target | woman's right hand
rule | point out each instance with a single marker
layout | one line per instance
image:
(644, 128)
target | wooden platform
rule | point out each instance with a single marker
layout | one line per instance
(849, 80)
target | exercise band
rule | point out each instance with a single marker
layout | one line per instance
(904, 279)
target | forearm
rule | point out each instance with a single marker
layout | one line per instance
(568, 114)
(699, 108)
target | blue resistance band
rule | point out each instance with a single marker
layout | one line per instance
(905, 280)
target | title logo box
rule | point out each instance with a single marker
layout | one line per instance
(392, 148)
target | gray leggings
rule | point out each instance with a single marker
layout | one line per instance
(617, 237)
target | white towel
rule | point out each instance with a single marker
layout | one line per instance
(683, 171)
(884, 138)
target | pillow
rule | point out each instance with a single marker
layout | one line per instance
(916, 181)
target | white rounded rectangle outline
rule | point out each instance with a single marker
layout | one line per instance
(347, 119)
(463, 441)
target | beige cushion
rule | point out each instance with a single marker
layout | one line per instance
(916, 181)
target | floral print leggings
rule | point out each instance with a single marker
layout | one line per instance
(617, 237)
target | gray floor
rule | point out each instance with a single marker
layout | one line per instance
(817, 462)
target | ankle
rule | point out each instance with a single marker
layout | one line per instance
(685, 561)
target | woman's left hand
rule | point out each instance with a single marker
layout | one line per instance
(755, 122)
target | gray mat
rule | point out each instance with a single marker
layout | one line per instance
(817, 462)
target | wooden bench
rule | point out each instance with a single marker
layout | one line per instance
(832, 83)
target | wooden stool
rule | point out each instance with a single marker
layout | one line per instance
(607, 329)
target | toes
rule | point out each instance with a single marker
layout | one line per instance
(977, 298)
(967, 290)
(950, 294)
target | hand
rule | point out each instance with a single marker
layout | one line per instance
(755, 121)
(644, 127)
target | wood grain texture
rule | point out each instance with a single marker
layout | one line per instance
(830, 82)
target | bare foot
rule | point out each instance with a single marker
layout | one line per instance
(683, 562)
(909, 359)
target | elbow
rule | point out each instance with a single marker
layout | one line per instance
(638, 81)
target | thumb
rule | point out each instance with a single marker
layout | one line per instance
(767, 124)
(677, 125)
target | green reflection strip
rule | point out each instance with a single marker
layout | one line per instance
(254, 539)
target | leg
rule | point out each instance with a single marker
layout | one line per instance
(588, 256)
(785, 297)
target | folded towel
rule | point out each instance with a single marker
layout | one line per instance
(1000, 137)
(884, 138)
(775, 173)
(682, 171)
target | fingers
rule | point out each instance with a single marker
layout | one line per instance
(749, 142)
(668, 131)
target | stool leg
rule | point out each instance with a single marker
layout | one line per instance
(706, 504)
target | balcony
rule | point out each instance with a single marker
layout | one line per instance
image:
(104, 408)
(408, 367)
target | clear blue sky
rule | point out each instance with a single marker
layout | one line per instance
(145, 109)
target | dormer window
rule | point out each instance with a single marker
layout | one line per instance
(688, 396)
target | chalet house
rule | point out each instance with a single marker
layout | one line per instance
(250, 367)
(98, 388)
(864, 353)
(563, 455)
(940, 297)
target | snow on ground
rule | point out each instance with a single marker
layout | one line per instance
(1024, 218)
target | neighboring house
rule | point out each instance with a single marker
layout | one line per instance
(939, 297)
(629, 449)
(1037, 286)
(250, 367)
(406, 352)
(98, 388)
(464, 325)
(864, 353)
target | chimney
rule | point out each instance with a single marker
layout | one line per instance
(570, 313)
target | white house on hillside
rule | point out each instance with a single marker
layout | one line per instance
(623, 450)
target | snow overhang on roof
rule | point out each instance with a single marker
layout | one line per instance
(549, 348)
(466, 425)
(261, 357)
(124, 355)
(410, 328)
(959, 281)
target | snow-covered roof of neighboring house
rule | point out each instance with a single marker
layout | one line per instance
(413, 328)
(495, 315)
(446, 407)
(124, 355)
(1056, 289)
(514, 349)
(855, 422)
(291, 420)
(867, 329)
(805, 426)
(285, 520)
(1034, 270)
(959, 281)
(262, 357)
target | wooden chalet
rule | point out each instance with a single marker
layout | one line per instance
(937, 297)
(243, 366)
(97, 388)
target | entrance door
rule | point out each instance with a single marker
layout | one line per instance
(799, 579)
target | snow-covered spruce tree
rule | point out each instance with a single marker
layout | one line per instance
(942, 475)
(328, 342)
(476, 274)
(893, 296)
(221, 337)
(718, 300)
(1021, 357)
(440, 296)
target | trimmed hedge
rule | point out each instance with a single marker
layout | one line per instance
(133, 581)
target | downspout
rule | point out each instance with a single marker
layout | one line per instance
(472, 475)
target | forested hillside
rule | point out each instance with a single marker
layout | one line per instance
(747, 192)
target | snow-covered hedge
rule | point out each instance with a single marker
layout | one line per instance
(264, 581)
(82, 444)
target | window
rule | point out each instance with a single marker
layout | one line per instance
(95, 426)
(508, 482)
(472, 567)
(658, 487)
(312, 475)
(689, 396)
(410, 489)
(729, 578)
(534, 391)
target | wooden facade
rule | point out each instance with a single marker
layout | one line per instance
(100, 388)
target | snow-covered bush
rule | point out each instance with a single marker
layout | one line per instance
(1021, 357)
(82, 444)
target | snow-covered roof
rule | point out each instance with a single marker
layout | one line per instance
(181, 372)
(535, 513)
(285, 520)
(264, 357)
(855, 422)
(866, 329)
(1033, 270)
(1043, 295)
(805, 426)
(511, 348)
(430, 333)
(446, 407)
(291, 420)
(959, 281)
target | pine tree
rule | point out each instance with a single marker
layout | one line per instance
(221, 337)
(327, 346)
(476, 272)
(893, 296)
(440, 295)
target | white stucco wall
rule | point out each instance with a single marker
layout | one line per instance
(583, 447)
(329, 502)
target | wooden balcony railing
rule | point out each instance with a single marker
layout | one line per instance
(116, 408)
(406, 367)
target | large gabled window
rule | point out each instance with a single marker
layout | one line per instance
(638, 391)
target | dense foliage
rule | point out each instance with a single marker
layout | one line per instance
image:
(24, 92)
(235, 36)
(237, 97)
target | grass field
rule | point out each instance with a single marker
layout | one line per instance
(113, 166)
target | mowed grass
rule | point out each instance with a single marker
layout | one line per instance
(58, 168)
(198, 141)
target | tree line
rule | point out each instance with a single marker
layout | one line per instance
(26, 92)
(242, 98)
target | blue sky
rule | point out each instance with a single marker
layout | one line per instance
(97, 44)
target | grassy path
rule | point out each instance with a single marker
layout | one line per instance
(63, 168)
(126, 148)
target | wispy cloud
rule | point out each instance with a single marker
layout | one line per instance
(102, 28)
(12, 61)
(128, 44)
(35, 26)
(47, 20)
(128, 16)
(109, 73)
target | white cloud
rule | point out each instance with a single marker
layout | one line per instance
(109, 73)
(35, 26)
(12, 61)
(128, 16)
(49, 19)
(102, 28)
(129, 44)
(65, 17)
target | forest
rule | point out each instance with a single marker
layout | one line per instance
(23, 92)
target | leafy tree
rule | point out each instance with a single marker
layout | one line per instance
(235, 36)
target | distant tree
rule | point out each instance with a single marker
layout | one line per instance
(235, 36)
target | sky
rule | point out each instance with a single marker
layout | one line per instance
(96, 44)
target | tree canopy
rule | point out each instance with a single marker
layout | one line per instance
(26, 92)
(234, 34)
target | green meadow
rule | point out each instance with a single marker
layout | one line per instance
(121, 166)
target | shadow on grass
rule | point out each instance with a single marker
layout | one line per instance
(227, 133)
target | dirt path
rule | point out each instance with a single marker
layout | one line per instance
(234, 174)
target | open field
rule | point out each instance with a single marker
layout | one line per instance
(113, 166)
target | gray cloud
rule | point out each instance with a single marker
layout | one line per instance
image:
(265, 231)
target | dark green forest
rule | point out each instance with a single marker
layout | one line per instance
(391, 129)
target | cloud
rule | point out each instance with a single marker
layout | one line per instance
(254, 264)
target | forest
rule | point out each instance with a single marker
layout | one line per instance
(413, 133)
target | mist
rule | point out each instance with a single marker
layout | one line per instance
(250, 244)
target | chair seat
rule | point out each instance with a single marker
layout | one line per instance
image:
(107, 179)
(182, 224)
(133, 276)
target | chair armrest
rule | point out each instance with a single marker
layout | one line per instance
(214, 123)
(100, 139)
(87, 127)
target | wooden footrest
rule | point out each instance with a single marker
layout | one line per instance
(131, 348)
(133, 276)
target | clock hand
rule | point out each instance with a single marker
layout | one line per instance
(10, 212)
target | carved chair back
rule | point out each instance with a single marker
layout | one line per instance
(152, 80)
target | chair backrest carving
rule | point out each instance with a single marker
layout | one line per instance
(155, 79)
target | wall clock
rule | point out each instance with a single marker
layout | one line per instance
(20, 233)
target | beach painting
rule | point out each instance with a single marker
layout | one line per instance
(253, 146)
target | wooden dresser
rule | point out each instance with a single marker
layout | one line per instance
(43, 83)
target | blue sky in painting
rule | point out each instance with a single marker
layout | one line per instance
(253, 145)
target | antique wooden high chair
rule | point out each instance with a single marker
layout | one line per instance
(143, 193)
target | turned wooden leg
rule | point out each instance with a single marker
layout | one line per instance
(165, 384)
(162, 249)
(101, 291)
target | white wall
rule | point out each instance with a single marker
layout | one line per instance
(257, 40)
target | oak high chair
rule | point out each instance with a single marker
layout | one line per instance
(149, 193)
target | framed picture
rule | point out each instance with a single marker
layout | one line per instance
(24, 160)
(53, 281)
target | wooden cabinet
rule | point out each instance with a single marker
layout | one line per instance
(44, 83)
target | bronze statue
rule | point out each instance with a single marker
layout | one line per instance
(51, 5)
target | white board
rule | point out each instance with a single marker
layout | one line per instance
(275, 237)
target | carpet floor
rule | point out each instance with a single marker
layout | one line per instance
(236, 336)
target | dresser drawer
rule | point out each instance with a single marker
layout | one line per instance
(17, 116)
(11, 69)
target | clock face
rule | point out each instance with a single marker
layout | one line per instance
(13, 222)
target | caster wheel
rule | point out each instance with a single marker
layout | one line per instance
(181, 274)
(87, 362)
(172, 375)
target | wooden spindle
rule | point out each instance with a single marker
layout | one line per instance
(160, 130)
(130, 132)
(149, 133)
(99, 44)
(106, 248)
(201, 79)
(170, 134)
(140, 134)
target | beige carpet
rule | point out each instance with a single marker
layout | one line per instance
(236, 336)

+-------+

* **Exercise aim**
Search the entries for the word "hillside" and copy every line that holds it.

* **Finished exercise**
target | white house on hillside
target | forested hillside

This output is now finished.